## [Supplied text]
## START

# Bug Report: L149 Weather (may not by 921 related)



## Cheezmo (Feb 5, 2004)

When I use the Interactive TV -> Weather feature, it says that is is 62 degrees in Dallas with rain and snow forecast for Saturday. In reality it is in the 80's. I've checked it several times over the last few days and it is always way off.

Something it is probably specific to the 921 but I can't always reproduce is a green vertical streak starting in the AccuWeather.com text and extending downward. I've seen it a couple times but can't get it to happen regularly.


----------



## sgt940 (Jan 9, 2004)

Cheezmo said:


> When I use the Interactive TV -> Weather feature, it says that is is 62 degrees in Dallas with rain and snow forecast for Saturday. In reality it is in the 80's. I've checked it several times over the last few days and it is always way off.

## END

## [Source material]

## START

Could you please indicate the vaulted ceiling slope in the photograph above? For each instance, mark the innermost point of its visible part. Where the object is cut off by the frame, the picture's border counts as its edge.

## END

## [Objective A]
In the weather bug report thread, what temperature does the Interactive TV Weather feature show for Dallas?
## [Objective B]
Extend the weather bug report thread past its last line by writing the reply that follows the quoted passage.

## [Response A]
62 degrees.

## [Response B]
> 
> Something it is probably specific to the 921 but I can't always reproduce is a green vertical streak starting in the AccuWeather.com text and extending downward. I've seen it a couple times but can't get it to happen regularly.


It has always been that way. I complained to Accweather and they said it was a Dishnetwork issue in that they are mapping the wrong zip codes to the wrong city.


----------



## sgt940 (Jan 9, 2004)

sgt940 said:


> It has always been that way. I complained to Accweather and they said it was a Dishnetwork issue in that they are mapping the wrong zip codes to the wrong city.


By the way you can go to Fort Worth weather and it is accurate.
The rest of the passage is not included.